### Task prompt
Transcribe exactly the lines that fall between the one holding "Where can the woman's closed" and the one holding "Target: boy's nose", inclusive, from the entries below.

----- Material to process -----

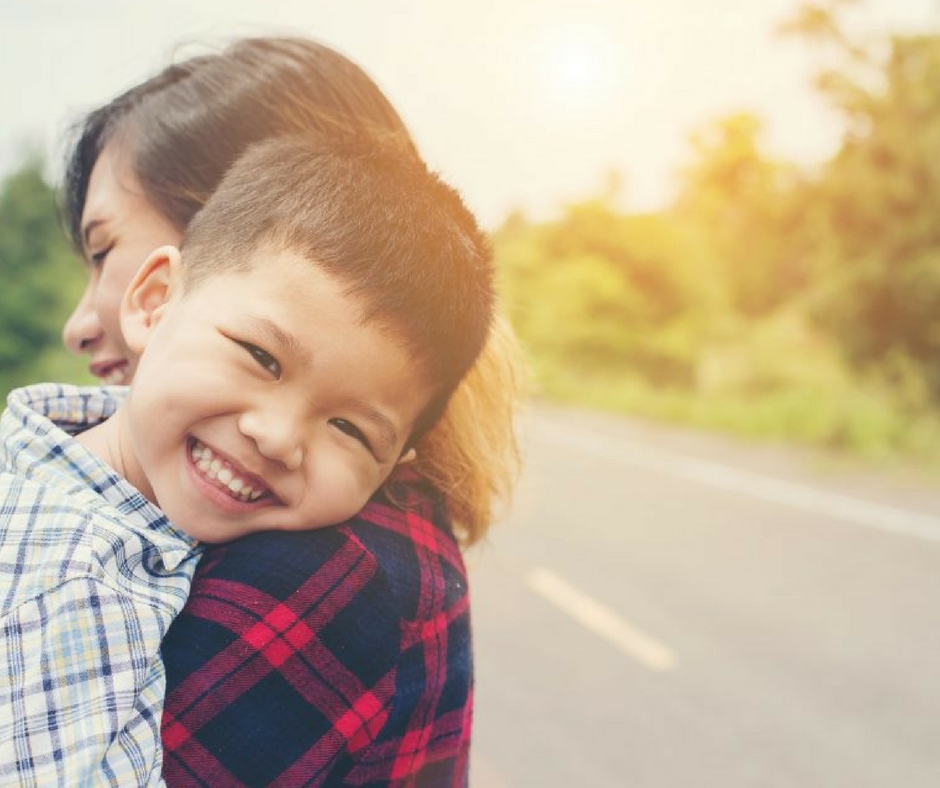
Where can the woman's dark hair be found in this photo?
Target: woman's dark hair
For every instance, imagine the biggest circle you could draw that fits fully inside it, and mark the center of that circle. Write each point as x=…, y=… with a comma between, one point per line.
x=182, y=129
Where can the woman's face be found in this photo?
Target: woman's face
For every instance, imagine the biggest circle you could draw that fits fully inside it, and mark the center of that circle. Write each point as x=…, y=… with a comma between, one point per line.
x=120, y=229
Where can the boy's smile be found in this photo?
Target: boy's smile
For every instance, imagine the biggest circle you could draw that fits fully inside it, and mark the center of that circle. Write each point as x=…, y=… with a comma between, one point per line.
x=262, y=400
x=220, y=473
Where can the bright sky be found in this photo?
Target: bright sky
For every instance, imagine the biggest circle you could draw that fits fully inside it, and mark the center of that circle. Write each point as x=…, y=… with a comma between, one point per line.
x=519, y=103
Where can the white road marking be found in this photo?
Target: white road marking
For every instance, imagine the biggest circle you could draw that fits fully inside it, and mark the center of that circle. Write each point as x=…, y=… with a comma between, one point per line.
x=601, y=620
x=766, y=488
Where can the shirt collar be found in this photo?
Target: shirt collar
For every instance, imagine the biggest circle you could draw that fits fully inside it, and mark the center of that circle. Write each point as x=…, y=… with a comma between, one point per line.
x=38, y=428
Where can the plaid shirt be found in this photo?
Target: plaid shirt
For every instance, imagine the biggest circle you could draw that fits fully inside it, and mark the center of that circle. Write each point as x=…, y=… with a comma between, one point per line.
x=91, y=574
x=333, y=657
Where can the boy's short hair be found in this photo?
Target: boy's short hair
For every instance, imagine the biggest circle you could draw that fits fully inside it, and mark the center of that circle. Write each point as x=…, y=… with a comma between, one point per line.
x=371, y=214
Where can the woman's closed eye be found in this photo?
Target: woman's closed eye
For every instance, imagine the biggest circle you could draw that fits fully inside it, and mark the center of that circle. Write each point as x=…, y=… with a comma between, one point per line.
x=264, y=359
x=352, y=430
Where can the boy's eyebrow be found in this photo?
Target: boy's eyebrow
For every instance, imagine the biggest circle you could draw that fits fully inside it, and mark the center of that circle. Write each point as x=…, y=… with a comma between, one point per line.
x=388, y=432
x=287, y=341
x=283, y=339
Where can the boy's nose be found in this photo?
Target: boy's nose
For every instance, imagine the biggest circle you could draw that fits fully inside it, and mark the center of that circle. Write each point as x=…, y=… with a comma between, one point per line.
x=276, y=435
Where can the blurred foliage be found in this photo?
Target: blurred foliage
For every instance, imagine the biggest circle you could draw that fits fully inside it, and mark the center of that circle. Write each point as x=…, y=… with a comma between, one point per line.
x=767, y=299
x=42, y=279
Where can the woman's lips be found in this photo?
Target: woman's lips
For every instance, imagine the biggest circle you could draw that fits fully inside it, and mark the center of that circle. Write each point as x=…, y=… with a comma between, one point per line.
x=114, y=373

-----
----- Material to process -----

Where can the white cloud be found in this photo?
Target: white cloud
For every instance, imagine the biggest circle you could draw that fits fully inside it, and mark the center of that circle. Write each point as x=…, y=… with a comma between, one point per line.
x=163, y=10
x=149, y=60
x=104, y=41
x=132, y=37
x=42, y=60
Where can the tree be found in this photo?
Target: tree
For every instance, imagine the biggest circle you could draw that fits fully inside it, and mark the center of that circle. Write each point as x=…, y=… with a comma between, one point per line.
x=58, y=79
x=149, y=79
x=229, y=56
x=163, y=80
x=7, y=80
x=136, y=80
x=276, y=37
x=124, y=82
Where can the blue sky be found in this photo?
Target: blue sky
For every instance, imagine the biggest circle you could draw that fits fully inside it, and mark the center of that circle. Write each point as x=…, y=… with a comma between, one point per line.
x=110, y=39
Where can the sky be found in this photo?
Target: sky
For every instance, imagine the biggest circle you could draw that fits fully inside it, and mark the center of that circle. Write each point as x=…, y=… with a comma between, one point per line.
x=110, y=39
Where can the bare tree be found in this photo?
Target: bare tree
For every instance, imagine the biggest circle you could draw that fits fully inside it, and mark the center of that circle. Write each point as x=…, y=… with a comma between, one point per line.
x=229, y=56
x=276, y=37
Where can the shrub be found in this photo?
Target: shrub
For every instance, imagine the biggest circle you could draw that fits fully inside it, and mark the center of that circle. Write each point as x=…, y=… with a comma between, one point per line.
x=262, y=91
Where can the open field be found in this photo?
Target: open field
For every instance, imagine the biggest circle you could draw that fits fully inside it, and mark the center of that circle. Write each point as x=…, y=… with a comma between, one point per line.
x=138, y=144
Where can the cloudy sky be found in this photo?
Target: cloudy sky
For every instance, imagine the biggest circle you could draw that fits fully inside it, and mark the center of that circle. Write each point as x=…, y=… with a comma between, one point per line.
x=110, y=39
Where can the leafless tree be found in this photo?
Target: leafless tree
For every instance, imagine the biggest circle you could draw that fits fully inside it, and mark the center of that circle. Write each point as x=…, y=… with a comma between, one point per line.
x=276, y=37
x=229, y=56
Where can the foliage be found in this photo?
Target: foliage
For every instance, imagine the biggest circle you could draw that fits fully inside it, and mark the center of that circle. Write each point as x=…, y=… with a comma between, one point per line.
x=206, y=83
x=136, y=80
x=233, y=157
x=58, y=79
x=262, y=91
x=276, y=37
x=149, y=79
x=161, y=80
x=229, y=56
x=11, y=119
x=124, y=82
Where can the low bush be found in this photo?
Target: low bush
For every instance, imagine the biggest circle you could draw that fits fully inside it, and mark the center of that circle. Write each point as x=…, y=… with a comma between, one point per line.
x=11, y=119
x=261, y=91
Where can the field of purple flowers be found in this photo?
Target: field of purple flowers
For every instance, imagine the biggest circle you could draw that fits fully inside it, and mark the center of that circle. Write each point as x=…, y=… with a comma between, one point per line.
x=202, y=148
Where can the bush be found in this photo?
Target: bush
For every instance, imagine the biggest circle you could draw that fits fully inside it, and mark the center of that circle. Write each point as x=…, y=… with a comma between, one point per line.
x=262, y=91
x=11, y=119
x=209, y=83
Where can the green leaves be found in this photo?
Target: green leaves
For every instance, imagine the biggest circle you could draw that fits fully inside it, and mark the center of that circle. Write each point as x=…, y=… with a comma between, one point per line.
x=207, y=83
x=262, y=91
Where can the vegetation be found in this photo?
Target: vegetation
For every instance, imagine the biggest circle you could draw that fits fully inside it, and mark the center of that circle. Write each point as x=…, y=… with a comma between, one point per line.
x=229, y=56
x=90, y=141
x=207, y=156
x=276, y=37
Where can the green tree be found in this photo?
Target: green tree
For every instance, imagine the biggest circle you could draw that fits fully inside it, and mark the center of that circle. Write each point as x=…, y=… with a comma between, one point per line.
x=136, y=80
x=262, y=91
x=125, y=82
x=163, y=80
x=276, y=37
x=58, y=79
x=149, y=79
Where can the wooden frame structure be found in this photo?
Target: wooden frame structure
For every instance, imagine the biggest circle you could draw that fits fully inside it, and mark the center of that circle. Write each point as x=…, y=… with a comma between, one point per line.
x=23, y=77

-----

### Problem solution
Where can the woman's closed eye be found in this photo?
Target: woman's closed eye
For every instance, imagine the biggest circle you could draw that fits fully inside it, and mark the center of that circle. Write each point as x=…, y=… with a comma between, one point per line.
x=264, y=359
x=352, y=430
Where can the boy's eyebrow be found in this photo?
Target: boy's eyebrow
For every instance, imagine the biggest circle you could draw that fits fully inside it, and mark the center of that circle. Write each point as x=…, y=… with a comma between, one point per line.
x=388, y=432
x=287, y=341
x=283, y=339
Where can the boy's nose be found in this photo?
Target: boy's nose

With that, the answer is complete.